• [RECORDS SHOWN]
========

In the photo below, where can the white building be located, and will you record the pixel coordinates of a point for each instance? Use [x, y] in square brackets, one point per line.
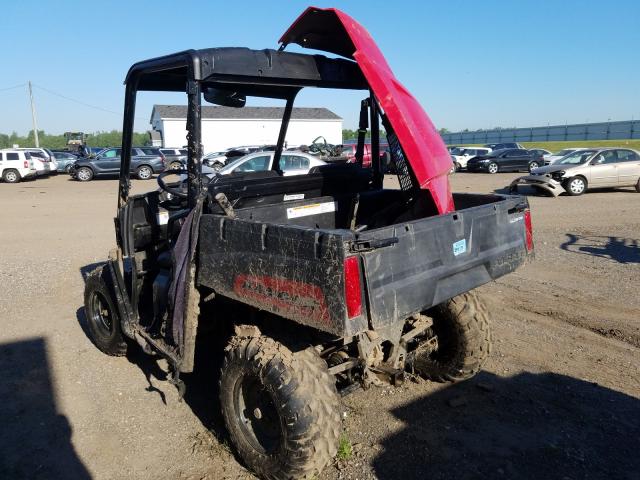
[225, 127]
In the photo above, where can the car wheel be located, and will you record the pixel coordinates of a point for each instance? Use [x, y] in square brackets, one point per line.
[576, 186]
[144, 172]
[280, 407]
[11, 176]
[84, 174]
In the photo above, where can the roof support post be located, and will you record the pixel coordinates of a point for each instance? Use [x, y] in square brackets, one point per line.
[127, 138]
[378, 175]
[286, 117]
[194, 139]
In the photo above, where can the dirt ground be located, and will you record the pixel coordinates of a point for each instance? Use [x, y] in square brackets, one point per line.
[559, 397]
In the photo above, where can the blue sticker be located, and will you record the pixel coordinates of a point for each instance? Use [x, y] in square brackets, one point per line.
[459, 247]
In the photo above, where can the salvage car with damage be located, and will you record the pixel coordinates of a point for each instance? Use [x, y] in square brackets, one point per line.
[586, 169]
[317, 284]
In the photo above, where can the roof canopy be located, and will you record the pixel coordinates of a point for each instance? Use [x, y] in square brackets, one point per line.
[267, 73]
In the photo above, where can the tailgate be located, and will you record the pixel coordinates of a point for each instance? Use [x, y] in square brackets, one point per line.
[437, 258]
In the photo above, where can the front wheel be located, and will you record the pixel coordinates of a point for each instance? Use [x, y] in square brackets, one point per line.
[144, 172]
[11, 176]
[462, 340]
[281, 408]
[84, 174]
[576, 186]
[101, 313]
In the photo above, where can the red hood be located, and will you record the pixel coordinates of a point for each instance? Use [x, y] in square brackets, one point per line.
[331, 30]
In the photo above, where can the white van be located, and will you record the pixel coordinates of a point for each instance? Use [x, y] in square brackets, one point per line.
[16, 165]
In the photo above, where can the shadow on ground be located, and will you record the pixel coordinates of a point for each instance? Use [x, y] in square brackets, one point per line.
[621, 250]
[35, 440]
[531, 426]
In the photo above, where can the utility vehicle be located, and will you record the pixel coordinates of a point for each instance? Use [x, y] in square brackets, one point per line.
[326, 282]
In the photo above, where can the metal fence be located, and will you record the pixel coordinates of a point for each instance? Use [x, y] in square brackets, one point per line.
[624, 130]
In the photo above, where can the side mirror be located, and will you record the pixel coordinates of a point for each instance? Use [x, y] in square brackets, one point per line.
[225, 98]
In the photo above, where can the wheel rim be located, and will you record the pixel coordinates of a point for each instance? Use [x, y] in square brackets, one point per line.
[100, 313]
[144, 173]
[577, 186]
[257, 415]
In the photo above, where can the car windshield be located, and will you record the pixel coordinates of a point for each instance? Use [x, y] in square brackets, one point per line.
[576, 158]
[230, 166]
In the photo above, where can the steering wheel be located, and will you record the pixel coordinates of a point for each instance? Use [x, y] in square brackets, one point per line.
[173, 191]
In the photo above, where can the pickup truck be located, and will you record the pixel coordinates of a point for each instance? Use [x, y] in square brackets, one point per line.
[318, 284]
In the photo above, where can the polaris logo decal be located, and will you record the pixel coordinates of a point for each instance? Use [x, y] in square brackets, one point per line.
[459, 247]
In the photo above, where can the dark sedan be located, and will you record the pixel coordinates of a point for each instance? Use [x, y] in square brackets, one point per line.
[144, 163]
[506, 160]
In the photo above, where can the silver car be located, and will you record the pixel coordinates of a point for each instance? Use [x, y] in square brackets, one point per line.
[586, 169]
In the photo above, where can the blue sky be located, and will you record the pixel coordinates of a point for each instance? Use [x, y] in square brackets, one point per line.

========

• [WHAT THE TASK REQUIRES] The lines to return run from the one containing "In the photo above, where can the utility" through the last line of the records above. Give them exactly and include nothing more.

• [SOLUTION TO THE EXERCISE]
In the photo above, where can the utility vehicle be located, and will you record the pixel coordinates of a point for each instance? Use [x, y] in square brackets, one point per line.
[326, 282]
In the photo above, where can the metal fence be located, and will you record the pixel coordinates of a point for each instance? Use [x, y] in square brackets, one point per line.
[624, 130]
In the photo above, where can the side mirror be located, and will you record the pixel coordinates of a point for each instance? Use [x, y] in square brackets, one point per line.
[225, 98]
In the photo above, where can the wheel rim be located, and will you record the pixel coordinates of a point for each instance? Use [x, y] in square brackets, one point per line.
[100, 313]
[144, 173]
[577, 186]
[257, 415]
In the photo above, where can the car windshield be located, and will you record the pixel coordinates of a point for each instance? Use [x, y] in square brackets, one point per line.
[576, 158]
[230, 166]
In the photo above, where can the steering wheel be located, and will you record the pixel coordinates of a point for each instance? Use [x, y] in square brackets, one point per line.
[173, 191]
In the photo above, where can the pickup truck be located, and will you record the pixel coordinates of a point for each instance? Use [x, y] in square brackets, one point per line.
[318, 284]
In the photo above, where can the polaris logo decal be located, and will you record the pixel coordinates of a point for each instance? Use [x, y] in square brackets, one point per line.
[459, 247]
In the photo above, where can the dark sedan be located, and will you record the pixel coordinates of a point for each instance? Use [x, y] in square brackets, one point per line.
[144, 163]
[506, 160]
In the photo above, where can the silver car be located, and will you record the pixel coordinates of a point for each instance? Use [x, y] in square brackets, one point per line.
[586, 169]
In the photo above, where can the blue sky be located, and will you record the pixel coordinates of a point for each instance? Use [x, y] in square brackets, one point per line.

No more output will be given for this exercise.